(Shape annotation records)
---+---
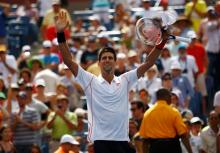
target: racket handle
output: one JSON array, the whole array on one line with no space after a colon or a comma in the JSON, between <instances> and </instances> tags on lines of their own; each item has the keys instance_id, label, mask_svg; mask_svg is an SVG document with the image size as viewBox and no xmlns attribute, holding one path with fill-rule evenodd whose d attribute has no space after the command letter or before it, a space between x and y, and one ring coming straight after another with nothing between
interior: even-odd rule
<instances>
[{"instance_id":1,"label":"racket handle","mask_svg":"<svg viewBox=\"0 0 220 153\"><path fill-rule=\"evenodd\" d=\"M179 36L174 36L174 39L178 40L178 41L185 42L185 43L191 43L191 41L192 41L190 38L184 38L184 37L179 37Z\"/></svg>"}]
</instances>

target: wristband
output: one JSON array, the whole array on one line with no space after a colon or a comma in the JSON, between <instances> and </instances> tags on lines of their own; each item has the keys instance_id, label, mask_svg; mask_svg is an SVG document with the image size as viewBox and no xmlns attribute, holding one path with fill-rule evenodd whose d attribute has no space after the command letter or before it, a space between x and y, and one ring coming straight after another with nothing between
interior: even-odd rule
<instances>
[{"instance_id":1,"label":"wristband","mask_svg":"<svg viewBox=\"0 0 220 153\"><path fill-rule=\"evenodd\" d=\"M166 45L166 43L167 43L167 40L163 40L160 44L156 46L156 48L161 50Z\"/></svg>"},{"instance_id":2,"label":"wristband","mask_svg":"<svg viewBox=\"0 0 220 153\"><path fill-rule=\"evenodd\" d=\"M58 43L66 42L65 33L64 32L57 32L57 41Z\"/></svg>"}]
</instances>

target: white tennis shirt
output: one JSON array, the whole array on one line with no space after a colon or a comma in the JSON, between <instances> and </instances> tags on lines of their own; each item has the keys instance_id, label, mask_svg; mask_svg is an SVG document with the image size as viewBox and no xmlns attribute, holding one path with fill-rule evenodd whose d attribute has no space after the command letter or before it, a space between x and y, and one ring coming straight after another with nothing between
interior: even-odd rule
<instances>
[{"instance_id":1,"label":"white tennis shirt","mask_svg":"<svg viewBox=\"0 0 220 153\"><path fill-rule=\"evenodd\" d=\"M129 141L128 92L137 80L137 69L114 76L109 84L79 66L76 81L87 97L89 141Z\"/></svg>"}]
</instances>

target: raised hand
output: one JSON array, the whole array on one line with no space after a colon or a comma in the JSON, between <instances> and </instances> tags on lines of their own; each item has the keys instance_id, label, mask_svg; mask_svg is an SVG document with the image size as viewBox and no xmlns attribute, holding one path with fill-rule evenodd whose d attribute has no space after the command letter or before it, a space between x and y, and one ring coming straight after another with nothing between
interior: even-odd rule
<instances>
[{"instance_id":1,"label":"raised hand","mask_svg":"<svg viewBox=\"0 0 220 153\"><path fill-rule=\"evenodd\" d=\"M69 26L69 21L67 19L67 13L60 11L58 16L55 17L55 27L57 32L63 32L66 27Z\"/></svg>"}]
</instances>

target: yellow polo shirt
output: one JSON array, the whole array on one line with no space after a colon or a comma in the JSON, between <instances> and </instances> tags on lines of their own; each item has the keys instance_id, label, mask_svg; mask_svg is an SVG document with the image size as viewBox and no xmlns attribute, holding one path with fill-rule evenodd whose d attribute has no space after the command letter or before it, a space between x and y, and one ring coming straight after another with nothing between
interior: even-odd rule
<instances>
[{"instance_id":1,"label":"yellow polo shirt","mask_svg":"<svg viewBox=\"0 0 220 153\"><path fill-rule=\"evenodd\" d=\"M157 101L145 112L139 131L143 138L175 138L186 132L180 113L166 101Z\"/></svg>"},{"instance_id":2,"label":"yellow polo shirt","mask_svg":"<svg viewBox=\"0 0 220 153\"><path fill-rule=\"evenodd\" d=\"M191 12L193 7L193 2L189 2L186 4L185 6L185 11L184 14L186 16L189 15L189 13ZM196 10L198 10L201 13L206 13L207 12L207 5L206 2L204 0L198 0L195 6ZM197 32L199 30L199 26L201 23L202 18L195 12L193 11L191 14L191 18L190 20L193 23L193 29Z\"/></svg>"}]
</instances>

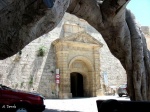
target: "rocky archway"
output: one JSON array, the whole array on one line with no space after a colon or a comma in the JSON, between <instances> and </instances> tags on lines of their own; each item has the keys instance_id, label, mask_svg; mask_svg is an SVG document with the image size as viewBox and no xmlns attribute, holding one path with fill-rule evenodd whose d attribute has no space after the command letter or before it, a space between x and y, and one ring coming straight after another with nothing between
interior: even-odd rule
<instances>
[{"instance_id":1,"label":"rocky archway","mask_svg":"<svg viewBox=\"0 0 150 112\"><path fill-rule=\"evenodd\" d=\"M59 98L71 98L70 74L83 76L85 97L103 93L100 82L100 48L102 44L86 32L57 39L53 42L56 66L60 69Z\"/></svg>"}]
</instances>

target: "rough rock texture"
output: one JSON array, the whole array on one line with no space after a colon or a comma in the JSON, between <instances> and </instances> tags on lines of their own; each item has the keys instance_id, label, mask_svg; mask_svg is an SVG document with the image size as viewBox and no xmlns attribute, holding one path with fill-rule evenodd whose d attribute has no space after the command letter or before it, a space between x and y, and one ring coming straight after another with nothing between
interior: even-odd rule
<instances>
[{"instance_id":1,"label":"rough rock texture","mask_svg":"<svg viewBox=\"0 0 150 112\"><path fill-rule=\"evenodd\" d=\"M34 39L54 29L69 0L55 0L47 8L43 0L0 1L0 59L16 54Z\"/></svg>"},{"instance_id":2,"label":"rough rock texture","mask_svg":"<svg viewBox=\"0 0 150 112\"><path fill-rule=\"evenodd\" d=\"M135 17L126 9L129 1L55 0L54 6L47 9L40 0L1 0L0 59L51 31L67 10L102 34L126 70L130 99L150 100L150 54Z\"/></svg>"},{"instance_id":3,"label":"rough rock texture","mask_svg":"<svg viewBox=\"0 0 150 112\"><path fill-rule=\"evenodd\" d=\"M103 43L103 47L99 50L102 85L118 87L120 84L126 83L125 70L110 53L102 36L86 21L68 13L54 30L28 44L20 56L16 54L0 61L0 83L16 89L39 92L46 98L57 98L56 56L51 43L57 38L63 38L83 30ZM45 55L38 57L37 51L42 46L45 49ZM105 94L108 90L104 89L106 89L104 90Z\"/></svg>"}]
</instances>

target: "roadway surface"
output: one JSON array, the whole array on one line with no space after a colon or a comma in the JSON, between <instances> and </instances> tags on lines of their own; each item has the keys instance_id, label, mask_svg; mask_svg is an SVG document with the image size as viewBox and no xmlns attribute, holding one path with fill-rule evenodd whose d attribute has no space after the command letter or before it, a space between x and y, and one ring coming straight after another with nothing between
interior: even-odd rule
<instances>
[{"instance_id":1,"label":"roadway surface","mask_svg":"<svg viewBox=\"0 0 150 112\"><path fill-rule=\"evenodd\" d=\"M72 99L46 99L44 104L46 109L43 112L98 112L96 100L117 99L130 100L123 96L100 96L89 98L72 98Z\"/></svg>"}]
</instances>

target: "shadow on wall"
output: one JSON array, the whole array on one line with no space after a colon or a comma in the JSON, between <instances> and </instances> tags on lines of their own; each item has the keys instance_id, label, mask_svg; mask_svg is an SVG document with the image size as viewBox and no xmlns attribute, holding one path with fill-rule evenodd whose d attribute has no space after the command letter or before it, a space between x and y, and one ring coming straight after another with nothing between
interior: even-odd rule
<instances>
[{"instance_id":1,"label":"shadow on wall","mask_svg":"<svg viewBox=\"0 0 150 112\"><path fill-rule=\"evenodd\" d=\"M79 112L79 111L66 111L66 110L55 110L55 109L45 109L43 112Z\"/></svg>"},{"instance_id":2,"label":"shadow on wall","mask_svg":"<svg viewBox=\"0 0 150 112\"><path fill-rule=\"evenodd\" d=\"M56 87L55 87L55 53L54 46L50 45L50 49L45 61L45 66L41 75L41 79L38 86L38 92L46 98L56 98Z\"/></svg>"}]
</instances>

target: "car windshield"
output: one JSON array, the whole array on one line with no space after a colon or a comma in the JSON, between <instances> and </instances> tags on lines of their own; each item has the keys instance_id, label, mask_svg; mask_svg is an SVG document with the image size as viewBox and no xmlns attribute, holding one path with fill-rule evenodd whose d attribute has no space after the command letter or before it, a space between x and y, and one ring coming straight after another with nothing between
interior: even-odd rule
<instances>
[{"instance_id":1,"label":"car windshield","mask_svg":"<svg viewBox=\"0 0 150 112\"><path fill-rule=\"evenodd\" d=\"M0 88L1 88L1 89L11 89L10 87L7 87L7 86L2 85L2 84L0 84Z\"/></svg>"}]
</instances>

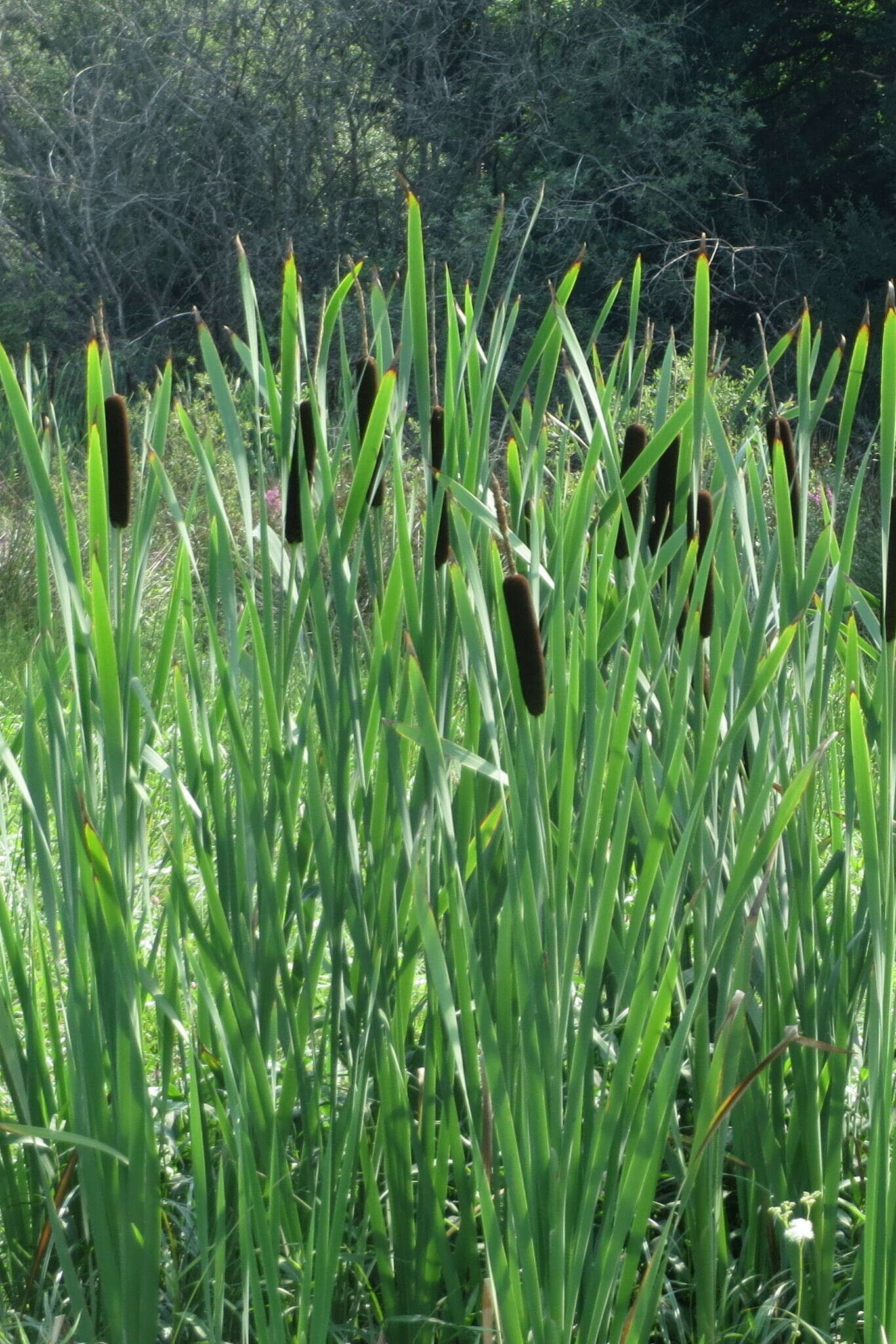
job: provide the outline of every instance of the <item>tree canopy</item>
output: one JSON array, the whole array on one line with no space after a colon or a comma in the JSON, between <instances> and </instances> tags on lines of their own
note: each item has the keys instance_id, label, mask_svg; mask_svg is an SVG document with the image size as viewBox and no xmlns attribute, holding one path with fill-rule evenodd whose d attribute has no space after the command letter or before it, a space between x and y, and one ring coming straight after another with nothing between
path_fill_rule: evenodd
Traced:
<instances>
[{"instance_id":1,"label":"tree canopy","mask_svg":"<svg viewBox=\"0 0 896 1344\"><path fill-rule=\"evenodd\" d=\"M120 351L232 320L239 233L278 282L396 263L400 172L430 251L473 267L500 195L523 282L590 249L580 301L635 253L680 309L707 233L737 339L802 296L838 331L895 269L896 15L876 0L5 0L0 329Z\"/></svg>"}]
</instances>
---+---
**TASK GOAL**
Pick out every line in the records above that contains the string "target", treating uppercase and lowercase as different, and copy each of those lines.

**RESULT OF THE TASK**
target: racket handle
target: wristband
target: white tennis shirt
target: raised hand
target: yellow polo shirt
target: "rocky archway"
target: "rough rock texture"
target: "roadway surface"
target: "shadow on wall"
target: "car windshield"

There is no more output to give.